Exercise prompt: Please gather every line in the rows below that contains the string "work".

Stored items:
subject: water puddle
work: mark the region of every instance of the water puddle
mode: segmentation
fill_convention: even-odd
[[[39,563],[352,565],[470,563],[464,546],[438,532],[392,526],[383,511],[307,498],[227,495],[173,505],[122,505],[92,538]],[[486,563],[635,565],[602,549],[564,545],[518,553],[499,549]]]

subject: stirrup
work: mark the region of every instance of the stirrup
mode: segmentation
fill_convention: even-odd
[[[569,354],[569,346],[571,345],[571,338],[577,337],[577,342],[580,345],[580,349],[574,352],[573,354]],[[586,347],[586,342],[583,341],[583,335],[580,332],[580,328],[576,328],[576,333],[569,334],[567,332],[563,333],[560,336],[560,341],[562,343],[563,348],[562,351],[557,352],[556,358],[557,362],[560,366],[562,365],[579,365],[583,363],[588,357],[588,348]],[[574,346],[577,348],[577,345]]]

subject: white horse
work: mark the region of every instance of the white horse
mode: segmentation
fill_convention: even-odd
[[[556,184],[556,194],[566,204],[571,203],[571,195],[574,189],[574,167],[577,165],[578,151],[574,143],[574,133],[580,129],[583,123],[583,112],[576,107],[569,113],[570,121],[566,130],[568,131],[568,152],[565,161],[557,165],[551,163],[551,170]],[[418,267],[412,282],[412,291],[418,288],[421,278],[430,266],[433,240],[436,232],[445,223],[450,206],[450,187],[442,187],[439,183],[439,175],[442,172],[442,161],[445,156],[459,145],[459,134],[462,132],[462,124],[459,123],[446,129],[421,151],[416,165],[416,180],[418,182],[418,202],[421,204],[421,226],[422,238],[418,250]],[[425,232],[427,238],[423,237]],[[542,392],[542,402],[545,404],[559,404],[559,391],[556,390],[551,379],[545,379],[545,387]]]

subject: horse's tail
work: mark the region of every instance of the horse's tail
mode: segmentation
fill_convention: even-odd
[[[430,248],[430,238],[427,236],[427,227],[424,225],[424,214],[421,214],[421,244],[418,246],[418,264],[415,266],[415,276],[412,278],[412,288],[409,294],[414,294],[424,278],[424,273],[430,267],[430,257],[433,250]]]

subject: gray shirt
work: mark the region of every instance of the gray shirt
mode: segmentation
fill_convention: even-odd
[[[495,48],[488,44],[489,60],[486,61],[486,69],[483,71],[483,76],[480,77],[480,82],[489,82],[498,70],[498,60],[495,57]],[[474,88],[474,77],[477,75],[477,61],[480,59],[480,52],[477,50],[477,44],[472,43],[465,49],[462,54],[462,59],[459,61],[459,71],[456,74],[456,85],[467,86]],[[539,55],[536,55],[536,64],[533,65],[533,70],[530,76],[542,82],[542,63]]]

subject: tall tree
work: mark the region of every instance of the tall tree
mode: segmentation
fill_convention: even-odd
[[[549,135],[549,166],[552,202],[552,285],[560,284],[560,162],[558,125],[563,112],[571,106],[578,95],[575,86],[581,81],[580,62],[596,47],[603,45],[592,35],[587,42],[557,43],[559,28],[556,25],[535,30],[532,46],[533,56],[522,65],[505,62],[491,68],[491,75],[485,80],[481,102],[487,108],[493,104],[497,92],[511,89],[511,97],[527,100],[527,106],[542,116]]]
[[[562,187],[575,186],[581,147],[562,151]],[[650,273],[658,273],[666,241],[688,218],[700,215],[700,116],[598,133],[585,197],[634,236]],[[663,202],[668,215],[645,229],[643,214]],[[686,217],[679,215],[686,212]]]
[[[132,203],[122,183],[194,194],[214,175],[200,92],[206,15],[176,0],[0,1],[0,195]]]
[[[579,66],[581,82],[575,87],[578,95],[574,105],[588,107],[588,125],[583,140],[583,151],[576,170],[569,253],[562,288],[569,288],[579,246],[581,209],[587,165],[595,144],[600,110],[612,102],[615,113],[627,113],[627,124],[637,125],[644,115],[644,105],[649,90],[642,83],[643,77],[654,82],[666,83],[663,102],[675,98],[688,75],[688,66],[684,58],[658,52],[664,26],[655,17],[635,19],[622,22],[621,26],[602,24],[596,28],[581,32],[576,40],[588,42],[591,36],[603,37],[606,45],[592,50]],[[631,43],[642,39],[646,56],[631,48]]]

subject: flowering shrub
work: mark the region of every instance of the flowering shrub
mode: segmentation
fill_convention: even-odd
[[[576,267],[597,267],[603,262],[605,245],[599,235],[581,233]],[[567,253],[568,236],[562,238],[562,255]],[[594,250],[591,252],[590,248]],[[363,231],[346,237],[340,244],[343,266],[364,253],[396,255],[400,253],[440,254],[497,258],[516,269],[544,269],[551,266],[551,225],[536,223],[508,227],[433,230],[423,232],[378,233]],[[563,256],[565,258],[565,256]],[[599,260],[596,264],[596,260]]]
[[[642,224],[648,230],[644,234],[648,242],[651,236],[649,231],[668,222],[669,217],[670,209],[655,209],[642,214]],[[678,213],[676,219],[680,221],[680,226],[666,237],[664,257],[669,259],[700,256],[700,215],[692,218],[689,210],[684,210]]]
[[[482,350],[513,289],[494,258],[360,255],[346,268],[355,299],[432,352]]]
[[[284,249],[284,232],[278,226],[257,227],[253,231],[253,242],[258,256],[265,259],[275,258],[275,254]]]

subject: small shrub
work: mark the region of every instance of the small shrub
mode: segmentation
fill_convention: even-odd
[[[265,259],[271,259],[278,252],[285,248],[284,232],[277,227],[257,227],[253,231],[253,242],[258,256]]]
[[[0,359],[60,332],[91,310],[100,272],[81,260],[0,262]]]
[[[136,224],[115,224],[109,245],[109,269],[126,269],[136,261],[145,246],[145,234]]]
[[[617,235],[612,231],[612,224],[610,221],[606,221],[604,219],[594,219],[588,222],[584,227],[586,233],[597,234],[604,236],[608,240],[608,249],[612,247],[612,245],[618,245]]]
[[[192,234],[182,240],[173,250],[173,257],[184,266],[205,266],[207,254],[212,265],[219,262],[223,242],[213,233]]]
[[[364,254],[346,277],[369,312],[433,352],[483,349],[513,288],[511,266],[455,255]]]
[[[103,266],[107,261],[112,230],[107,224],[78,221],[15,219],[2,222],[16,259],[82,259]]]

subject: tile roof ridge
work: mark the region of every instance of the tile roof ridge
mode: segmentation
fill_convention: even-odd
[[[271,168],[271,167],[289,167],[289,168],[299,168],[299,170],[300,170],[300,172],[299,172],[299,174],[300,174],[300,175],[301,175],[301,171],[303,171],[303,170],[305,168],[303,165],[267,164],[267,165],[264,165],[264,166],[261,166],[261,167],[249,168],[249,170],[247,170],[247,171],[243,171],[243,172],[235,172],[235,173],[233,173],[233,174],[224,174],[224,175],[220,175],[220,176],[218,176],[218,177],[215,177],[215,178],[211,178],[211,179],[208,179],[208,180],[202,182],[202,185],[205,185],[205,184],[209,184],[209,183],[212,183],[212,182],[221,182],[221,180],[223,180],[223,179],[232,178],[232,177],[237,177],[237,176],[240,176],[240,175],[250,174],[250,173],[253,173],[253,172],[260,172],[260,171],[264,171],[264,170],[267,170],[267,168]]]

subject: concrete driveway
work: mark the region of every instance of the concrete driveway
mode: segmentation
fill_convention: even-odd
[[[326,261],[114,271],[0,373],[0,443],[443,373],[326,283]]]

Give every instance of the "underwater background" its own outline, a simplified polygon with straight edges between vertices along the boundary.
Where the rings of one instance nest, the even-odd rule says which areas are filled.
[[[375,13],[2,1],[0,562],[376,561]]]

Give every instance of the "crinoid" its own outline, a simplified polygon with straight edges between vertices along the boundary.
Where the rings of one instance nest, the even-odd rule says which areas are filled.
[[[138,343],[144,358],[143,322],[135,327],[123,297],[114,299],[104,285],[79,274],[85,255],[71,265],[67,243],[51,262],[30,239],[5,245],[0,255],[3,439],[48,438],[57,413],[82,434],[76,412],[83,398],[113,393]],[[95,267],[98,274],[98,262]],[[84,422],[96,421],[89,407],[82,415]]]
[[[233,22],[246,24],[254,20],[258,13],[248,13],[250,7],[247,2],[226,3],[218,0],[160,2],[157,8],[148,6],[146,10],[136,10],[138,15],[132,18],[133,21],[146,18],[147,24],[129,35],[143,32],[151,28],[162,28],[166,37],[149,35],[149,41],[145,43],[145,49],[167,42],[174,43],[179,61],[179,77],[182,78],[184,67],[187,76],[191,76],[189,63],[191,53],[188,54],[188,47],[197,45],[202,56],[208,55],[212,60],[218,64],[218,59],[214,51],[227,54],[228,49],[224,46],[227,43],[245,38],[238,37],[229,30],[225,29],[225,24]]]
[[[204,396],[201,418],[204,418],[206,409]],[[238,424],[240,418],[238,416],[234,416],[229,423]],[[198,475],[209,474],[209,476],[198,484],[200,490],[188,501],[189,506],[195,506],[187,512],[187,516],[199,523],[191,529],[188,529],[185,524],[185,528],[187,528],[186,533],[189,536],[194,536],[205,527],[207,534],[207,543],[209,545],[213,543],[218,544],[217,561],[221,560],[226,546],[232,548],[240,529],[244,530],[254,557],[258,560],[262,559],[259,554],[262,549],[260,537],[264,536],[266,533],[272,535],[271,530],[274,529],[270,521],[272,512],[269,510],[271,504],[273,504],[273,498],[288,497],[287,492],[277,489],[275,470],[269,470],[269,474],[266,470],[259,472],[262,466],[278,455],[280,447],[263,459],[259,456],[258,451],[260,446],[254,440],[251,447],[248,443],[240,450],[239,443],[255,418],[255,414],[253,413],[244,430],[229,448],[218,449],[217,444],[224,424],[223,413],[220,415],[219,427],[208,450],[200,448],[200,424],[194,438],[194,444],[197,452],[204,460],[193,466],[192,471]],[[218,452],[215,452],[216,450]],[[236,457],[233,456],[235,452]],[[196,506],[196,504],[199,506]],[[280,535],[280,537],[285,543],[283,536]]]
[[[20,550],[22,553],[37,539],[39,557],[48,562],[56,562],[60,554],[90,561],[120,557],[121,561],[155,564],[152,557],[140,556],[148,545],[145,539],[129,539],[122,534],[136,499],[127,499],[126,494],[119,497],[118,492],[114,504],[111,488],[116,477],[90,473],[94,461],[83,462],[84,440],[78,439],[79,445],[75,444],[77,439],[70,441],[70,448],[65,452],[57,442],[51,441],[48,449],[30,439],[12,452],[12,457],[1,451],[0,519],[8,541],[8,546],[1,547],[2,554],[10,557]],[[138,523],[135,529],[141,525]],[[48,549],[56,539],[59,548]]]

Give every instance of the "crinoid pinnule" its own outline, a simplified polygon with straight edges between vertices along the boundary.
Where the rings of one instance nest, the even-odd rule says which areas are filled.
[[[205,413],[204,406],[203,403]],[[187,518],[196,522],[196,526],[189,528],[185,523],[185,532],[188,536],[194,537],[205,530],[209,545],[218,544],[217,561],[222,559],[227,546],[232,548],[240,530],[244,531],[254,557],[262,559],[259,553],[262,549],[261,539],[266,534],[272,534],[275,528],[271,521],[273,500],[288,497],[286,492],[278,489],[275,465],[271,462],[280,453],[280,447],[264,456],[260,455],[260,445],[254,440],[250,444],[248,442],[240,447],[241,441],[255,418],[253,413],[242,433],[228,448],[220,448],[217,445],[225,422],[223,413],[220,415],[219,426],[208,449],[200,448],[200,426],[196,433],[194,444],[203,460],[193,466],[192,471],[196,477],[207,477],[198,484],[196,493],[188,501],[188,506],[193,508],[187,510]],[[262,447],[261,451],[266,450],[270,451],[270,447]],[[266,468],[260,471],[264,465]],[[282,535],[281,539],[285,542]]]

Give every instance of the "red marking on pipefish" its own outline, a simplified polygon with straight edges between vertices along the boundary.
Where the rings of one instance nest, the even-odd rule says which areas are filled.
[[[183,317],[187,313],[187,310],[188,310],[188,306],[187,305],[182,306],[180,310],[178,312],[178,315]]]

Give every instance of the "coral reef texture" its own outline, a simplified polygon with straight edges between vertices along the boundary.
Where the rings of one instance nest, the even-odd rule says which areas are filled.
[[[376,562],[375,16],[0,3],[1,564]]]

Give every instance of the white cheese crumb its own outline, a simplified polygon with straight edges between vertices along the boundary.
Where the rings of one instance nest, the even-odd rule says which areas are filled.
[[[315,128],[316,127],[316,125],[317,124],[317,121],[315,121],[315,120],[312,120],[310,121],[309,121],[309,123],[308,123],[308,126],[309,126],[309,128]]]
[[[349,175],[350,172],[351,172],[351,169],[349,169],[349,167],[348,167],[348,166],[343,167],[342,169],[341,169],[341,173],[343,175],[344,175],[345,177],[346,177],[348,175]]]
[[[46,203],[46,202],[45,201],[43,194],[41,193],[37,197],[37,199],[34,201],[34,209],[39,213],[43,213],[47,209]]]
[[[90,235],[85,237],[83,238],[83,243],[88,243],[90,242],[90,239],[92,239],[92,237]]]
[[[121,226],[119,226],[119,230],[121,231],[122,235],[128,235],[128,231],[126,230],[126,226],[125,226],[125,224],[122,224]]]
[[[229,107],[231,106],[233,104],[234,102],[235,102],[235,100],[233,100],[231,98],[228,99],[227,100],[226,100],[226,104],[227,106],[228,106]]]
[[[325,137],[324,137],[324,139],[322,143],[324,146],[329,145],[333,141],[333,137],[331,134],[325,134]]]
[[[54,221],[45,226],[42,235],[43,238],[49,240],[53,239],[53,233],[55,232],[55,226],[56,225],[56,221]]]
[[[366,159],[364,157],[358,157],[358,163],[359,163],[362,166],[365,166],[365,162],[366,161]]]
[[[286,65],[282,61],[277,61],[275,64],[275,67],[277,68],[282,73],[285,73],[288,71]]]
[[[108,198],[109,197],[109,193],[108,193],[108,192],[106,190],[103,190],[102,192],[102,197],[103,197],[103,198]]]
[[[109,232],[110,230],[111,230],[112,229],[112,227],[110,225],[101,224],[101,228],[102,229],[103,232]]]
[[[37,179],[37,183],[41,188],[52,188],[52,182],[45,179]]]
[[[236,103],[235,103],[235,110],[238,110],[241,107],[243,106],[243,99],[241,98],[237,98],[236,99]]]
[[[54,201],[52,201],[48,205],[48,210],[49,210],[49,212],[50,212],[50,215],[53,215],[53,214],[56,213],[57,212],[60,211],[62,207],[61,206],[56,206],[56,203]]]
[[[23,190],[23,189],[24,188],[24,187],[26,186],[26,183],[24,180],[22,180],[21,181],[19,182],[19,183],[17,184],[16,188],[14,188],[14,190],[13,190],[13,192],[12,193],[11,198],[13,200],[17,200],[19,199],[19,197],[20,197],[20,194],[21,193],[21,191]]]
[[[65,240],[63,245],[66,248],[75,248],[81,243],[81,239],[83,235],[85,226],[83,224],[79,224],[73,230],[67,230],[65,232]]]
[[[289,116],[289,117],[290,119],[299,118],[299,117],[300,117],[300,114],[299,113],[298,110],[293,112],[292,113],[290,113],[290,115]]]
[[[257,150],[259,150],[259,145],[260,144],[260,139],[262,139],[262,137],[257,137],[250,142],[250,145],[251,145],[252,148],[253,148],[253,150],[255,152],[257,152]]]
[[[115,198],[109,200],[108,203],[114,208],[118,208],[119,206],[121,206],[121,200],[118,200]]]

Response:
work: mark the region of every instance of the water puddle
work: mark the region of every instance of the stirrup
work: mark the region of every instance of the white horse
work: mark the region of every instance of the horse's tail
work: mark the region of every instance of the gray shirt
work: mark the region of every instance of the tall tree
work: mark the region of every instance of the flowering shrub
work: mark the region of every instance of the small shrub
work: mark the region of every instance of the tile roof ridge
work: mark the region of every instance of the concrete driveway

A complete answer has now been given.